▶ _WRITTEN REQUEST A_
Convert the listing, starting with the line containing "find the textured" and going on through the line containing "[0, 366, 335, 613]", into a two-column CSV with the headers text and answer. Each row should pair a text with its answer, with every field in double quotes and any line breaks replaced by spaces.

▶ _READING PASSAGE_
-- START --

5. Key audit matters
Key audit matters are those matters
that, in our professional judgement, were of most significance in
our audit of the financial statements of the current period and
include the most significant assessed risks of material
misstatement (whether or not due to fraud) that we identified.
These matters included those which had the greatest effect on: the
overall audit strategy, the allocation of resources in the audit;
and directing the efforts of the engagement team.
These matters were addressed in the
context of our audit of the financial statements as a whole, and in
forming our opinion thereon, and we do not provide a separate
opinion on these matters.
5.1. Valuation of investments in
the Luxembourg subsidiary
Key audit matter description
|
The company's investments in
Blackstone / GSO Loan Financing (Luxembourg) S.a.r.l. ("the
Luxembourg subsidiary") totalling €305,994,558 (2022:
€297,721,169), consists of 208,565,744 Cash Settled Warrants
("CSWs"), 2,000,000 Class A shares and 1 Class B share (31 December
2022: 239,550,782 CSWs, 2,000,000 Class A shares and 1 Class B
share) as detailed in note 6 to the financial statements. These
investments are accounted at fair value through profit and
loss.

-- END --

(Collected data)
-- START --

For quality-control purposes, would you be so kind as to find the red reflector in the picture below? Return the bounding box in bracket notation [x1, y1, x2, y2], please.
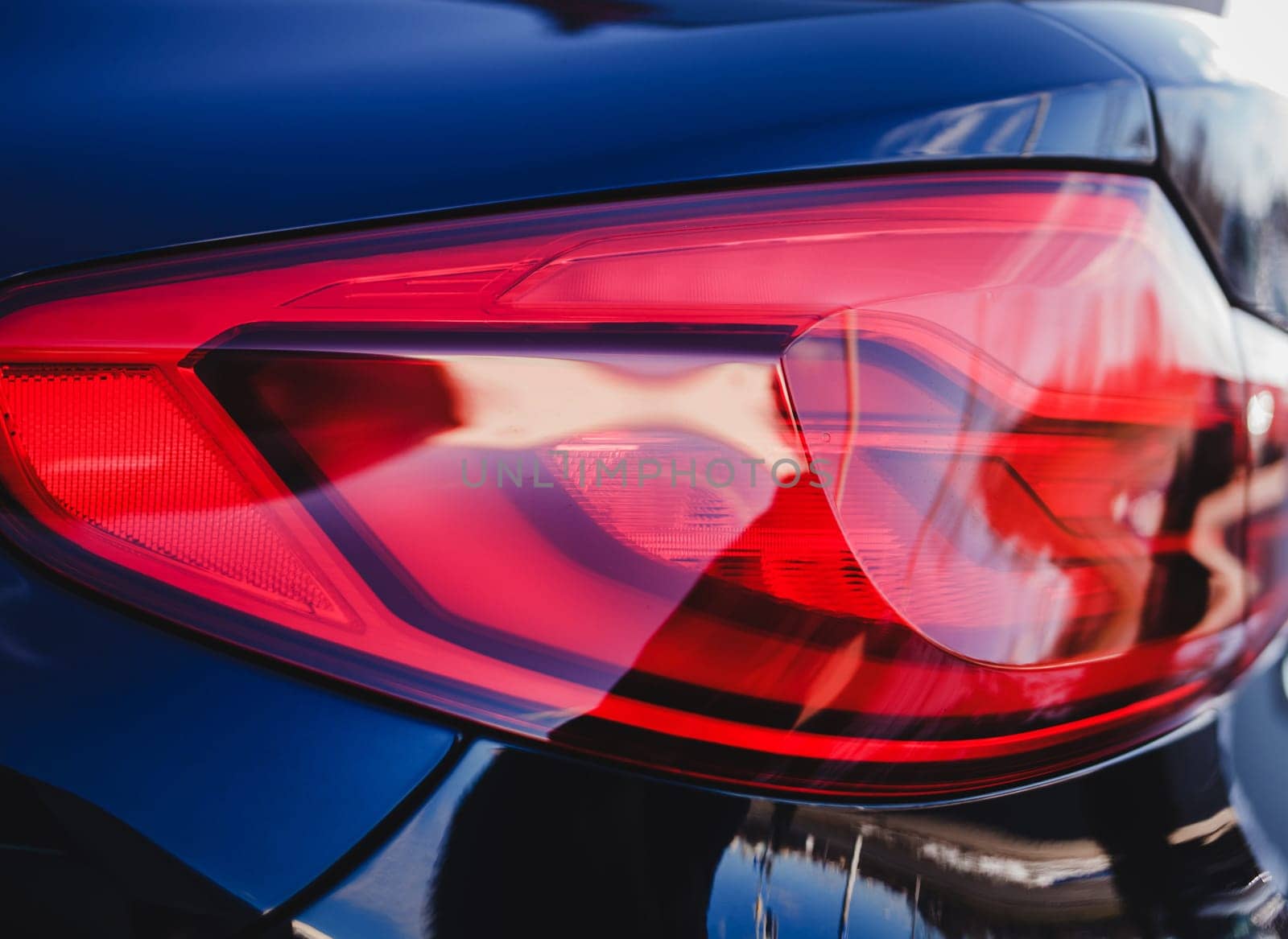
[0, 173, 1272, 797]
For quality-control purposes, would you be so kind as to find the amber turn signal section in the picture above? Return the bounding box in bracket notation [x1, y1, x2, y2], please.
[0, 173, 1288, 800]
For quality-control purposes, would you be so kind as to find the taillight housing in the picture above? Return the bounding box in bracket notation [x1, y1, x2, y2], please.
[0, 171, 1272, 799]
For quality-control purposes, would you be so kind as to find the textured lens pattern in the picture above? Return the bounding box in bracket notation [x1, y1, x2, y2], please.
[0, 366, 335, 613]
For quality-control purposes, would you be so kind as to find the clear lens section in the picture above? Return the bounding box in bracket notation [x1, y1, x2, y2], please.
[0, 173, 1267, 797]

-- END --

▶ _WRITTEN REQUEST B_
Repeat the key audit matters passage word for word.

▶ _TASK RESULT A_
text,answer
"For quality-control purposes, would you be so kind as to find the textured lens pattern in the picture above? Return the bounding box in bracket notation [x1, y1, x2, y2], please.","[0, 366, 335, 613]"

▶ _TASK RESULT B_
5. Key audit matters
Key audit matters are those matters
that, in our professional judgement, were of most significance in
our audit of the financial statements of the current period and
include the most significant assessed risks of material
misstatement (whether or not due to fraud) that we identified.
These matters included those which had the greatest effect on: the
overall audit strategy, the allocation of resources in the audit;
and directing the efforts of the engagement team.
These matters were addressed in the
context of our audit of the financial statements as a whole, and in
forming our opinion thereon, and we do not provide a separate
opinion on these matters.
5.1. Valuation of investments in
the Luxembourg subsidiary
Key audit matter description
|
The company's investments in
Blackstone / GSO Loan Financing (Luxembourg) S.a.r.l. ("the
Luxembourg subsidiary") totalling €305,994,558 (2022:
€297,721,169), consists of 208,565,744 Cash Settled Warrants
("CSWs"), 2,000,000 Class A shares and 1 Class B share (31 December
2022: 239,550,782 CSWs, 2,000,000 Class A shares and 1 Class B
share) as detailed in note 6 to the financial statements. These
investments are accounted at fair value through profit and
loss.